» Task list
- A) Duplicate everything from "He has helped" down to "along with it." in the essay on Haywood's foundationalism.
- B) Go on with the essay on Haywood's foundationalism, picking up after its last sentence.

::: Supplied passage :::

For behold, henceforth all generations will call me blessed;
for he who is mighty has done great things for me,
and holy is his name.
And his mercy is on those who fear him
from generation to generation.
He has shown strength with his arm,
he has scattered the proud in the imagination of their hearts,
he has put down the mighty from their thrones,
and exalted those of low degree;
he has filled the hungry with good things,
and the rich he has sent empty away.
He has helped his servant Israel,
in remembrance of his mercy,
as he spoke to our fathers,
to Abraham and to his posterity for ever.5
At first, this reads like a revolutionary manifesto. And in the same sense that Haywood’s program is revolutionary, so it is, in its calls to “scatter the proud” and “put down the mighty”. But it is revolutionary against the false order, the present order, in order to conserve, to set right, and to restore a deeper order, God’s kingdom.6 By analogy, so also is foundationalism both revolutionary and yet more conservative than all other “lesser”, ineffectual versions of conservatism, which in blindly preserving the present, preserves its injustices, evils, and false hierarchies and principles along with it.
Charles’ view of “regular” or what he calls “ineffectual” conservatism is parodied to a hilarious end in this video below.
Alright, my defense of Charles is over. It’s not ultimate. I have qualms about revolution. Revolutionary movements are unpredictable. Charles’ view of the idea of “fellow travelers”, what he calls “No Enemies On the Right”, does, I admit, by setting no limits to whom we on the right should collaborate with, seem slightly dangerous in practical outlook if a say, revolution were to take place, let alone morally, as it suggests that yes, you should work with neo-Nazis and the “woke right” against the left. I can’t argue against his extensive treatment of this question rationally, but I must admit that I just don’t want to work with woke ideologues of the right like Nick Fuentes and Andrew Tate even if they are willing to be temporary allies. I just don’t like their attitude, their ungroundedness from Christian morality, etc. Even temporary cooperation as Haywood’s principles propose, just feels, to use the technical term, icky.
The line between such men and Haywood is semi-permeable but yet exists. Haywood’s Christian faith, and the demands of charity, strained near to the point of wokeness as it may seem in some of his more nationality and race-oriented posts, is evident through self-criticism he makes throughout his work in a way that is not present in Tate, Fuentes, or perhaps even people like Andrew Torba. And as such, that faith and its accompanying charity is Charles’ moral grounding. He may agree upon many issues with them through his strong takes on immigration, destruction of the leftist control of institutions, etc. but yet he does so out of more rooted and ancient, more traditional, ultimately, the most conservative reasons. And yet many of his own friends and followers do cross over a line into a more purely revolutionary, gnostic, and utopian, racialist ideology that is upstream from their positions, and, which, in an ungrounded and un-guardrailed manner controls them.

::: Entries supplied :::

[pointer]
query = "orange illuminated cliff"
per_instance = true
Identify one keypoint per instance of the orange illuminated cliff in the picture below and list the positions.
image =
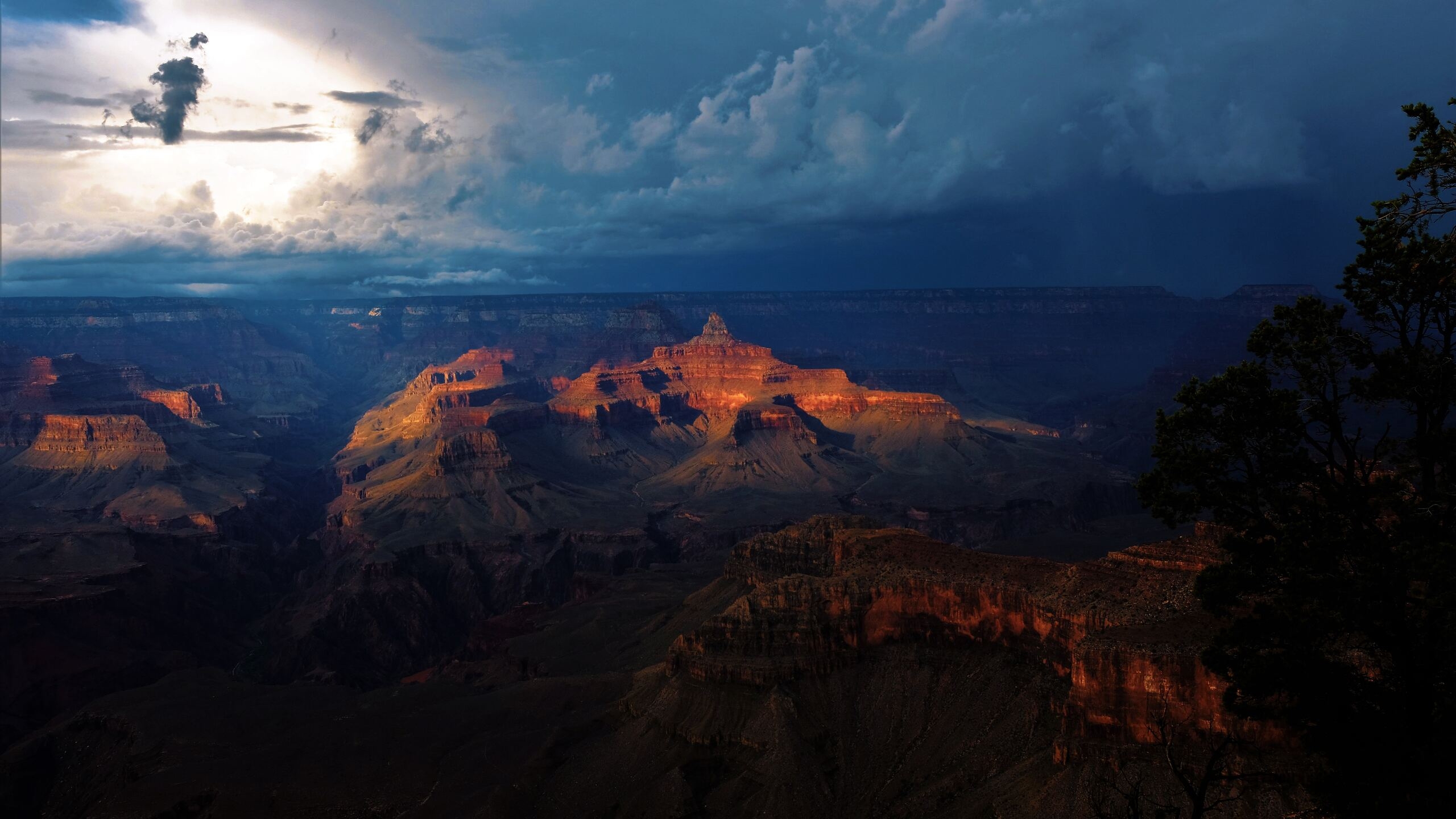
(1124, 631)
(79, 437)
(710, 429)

:::
::: Entries supplied :::

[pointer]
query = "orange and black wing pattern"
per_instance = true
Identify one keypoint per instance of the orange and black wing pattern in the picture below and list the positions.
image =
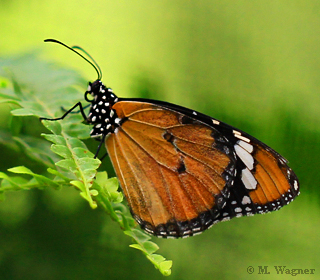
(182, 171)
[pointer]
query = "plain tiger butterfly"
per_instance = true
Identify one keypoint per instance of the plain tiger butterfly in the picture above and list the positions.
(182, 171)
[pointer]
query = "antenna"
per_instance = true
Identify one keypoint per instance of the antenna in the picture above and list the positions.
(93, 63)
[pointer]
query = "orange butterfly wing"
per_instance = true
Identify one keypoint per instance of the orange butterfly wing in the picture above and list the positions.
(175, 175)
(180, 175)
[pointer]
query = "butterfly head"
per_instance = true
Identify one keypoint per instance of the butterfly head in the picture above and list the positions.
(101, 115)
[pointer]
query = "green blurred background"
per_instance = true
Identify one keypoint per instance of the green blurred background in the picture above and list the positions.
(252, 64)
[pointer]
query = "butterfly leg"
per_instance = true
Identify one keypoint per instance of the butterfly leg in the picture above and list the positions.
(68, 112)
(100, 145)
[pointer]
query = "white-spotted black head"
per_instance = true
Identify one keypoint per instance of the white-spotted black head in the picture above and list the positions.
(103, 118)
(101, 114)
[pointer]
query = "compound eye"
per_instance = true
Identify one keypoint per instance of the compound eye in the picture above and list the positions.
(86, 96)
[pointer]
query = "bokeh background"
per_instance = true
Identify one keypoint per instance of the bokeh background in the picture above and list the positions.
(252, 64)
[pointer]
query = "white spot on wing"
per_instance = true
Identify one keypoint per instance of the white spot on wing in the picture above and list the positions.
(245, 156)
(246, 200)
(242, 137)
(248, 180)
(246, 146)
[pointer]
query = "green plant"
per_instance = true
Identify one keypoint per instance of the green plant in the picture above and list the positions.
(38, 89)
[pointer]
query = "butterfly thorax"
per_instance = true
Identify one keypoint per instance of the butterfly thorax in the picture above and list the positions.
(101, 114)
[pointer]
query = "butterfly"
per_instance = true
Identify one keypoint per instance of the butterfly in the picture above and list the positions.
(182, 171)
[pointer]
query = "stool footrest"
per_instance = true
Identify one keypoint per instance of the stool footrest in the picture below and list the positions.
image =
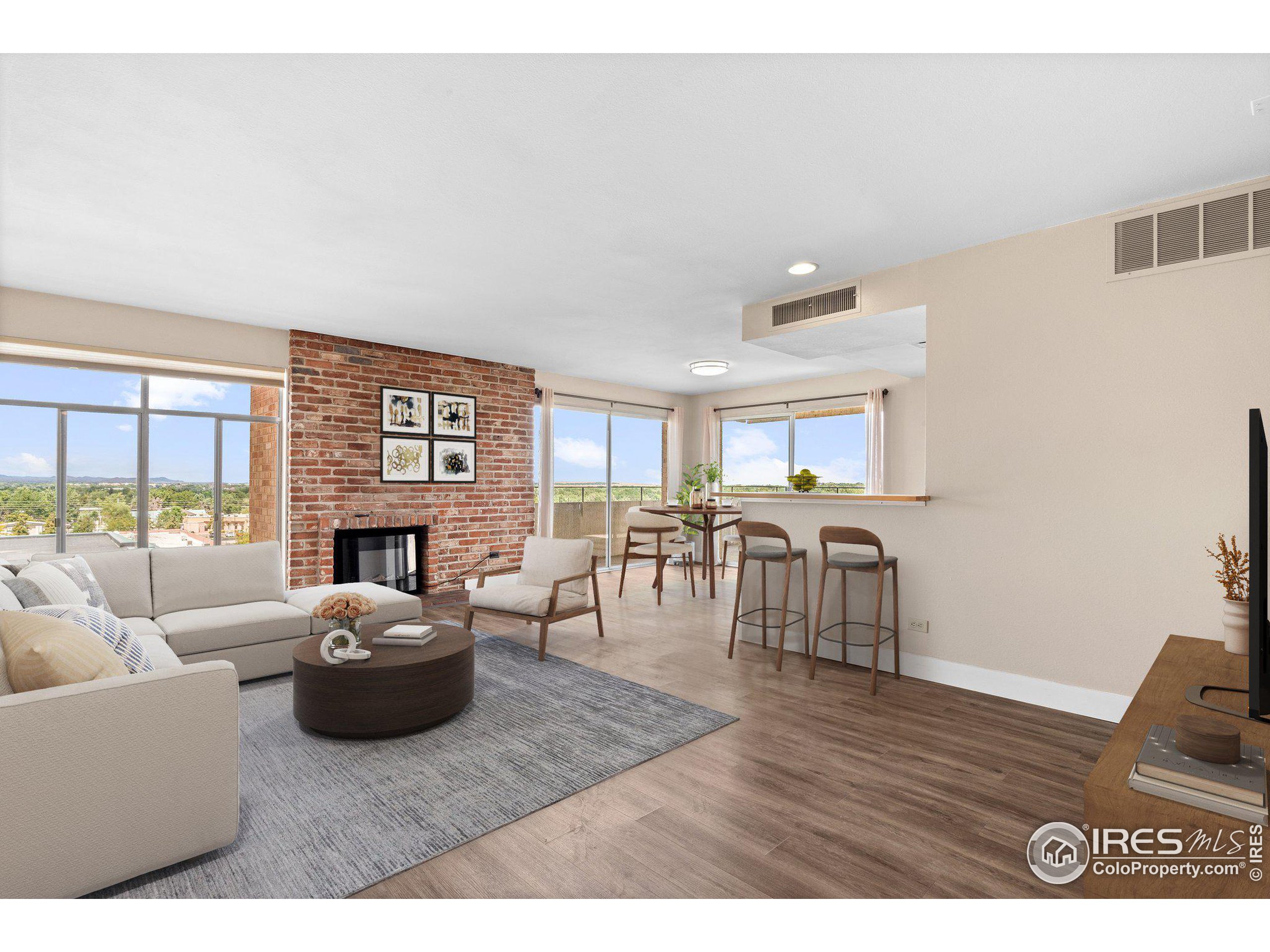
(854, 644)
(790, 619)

:::

» Answers below
- A)
He has helped his servant Israel,
in remembrance of his mercy,
as he spoke to our fathers,
to Abraham and to his posterity for ever.5
At first, this reads like a revolutionary manifesto. And in the same sense that Haywood’s program is revolutionary, so it is, in its calls to “scatter the proud” and “put down the mighty”. But it is revolutionary against the false order, the present order, in order to conserve, to set right, and to restore a deeper order, God’s kingdom.6 By analogy, so also is foundationalism both revolutionary and yet more conservative than all other “lesser”, ineffectual versions of conservatism, which in blindly preserving the present, preserves its injustices, evils, and false hierarchies and principles along with it.

- B)
This distinction is but a special case of the more general difference between quia and proper quid arguments. Knowing that something is true and that that something, perhaps, is a bad state of affairs, is very different from making a proper quid argument about exactly why it is true. People can come to the same practical answers and to propose similar methods for very different reasons. I’m merely suggesting that even many of Haywood’s most radical positions come from a more guardrailed, but at the very least, different perspective than a race-first perspective like that of Fuentes.
Even James Lindsay himself has made this type of distinction in arguing that Marx may have gotten things right positionally, but not vectorally, that he got certain details right, but from an entirely flawed view of the world.7 The “woke right” may make similar claims to Haywood, but they do so, or at least, mostly do so, from a different epistemological basis, and so, perhaps, we can listen to Haywood, and even more so to Darryl Cooper, who even if he can be critiqued for being overly critical of Churchill and the English, is even more of a reality-oriented non-ideologue than Haywood is. The cases for Dave Smith and Tucker Carlson being “woke right” are even looser. If anything Tucker is CIA, and Dave’s “just a comedian” but even then I’m dubious about all of them.
But What Now?
I have not answered every objection against Haywood and company, not probably can I. They do seem to walk the edge of the very real problem of the “woke right” that Lindsay is rightfully critiquing.
But since, Haywood, is, I believe, on the moral, Christian side of the line in that his statements, even if often far too radical for my moral taste, are more grounded than that of the “real” “woke right” that he does share some practical proscriptions with, his ideas for the future of the right can be followed in a manner that the “woke right” should not.
Just adopt Haywood’s ideas for the right reasons, for the reason that they make sense out of a Christian reality-based epistemology and not for having come to them from a more radical, that is gnostic epistemology. For as Lindsay does rightfully warn the “woke right” will not stop at their current state, but will proceed to a greater state of “awakening” and ever-deeper wokeness where their separation from the demands of Christian charity will become all too clear. Once you are bound ideologically to a group that all believes in an ideology, in-group mimesis will take your ideology to new levels of extremism by way of the social pressure-induced purity spiral.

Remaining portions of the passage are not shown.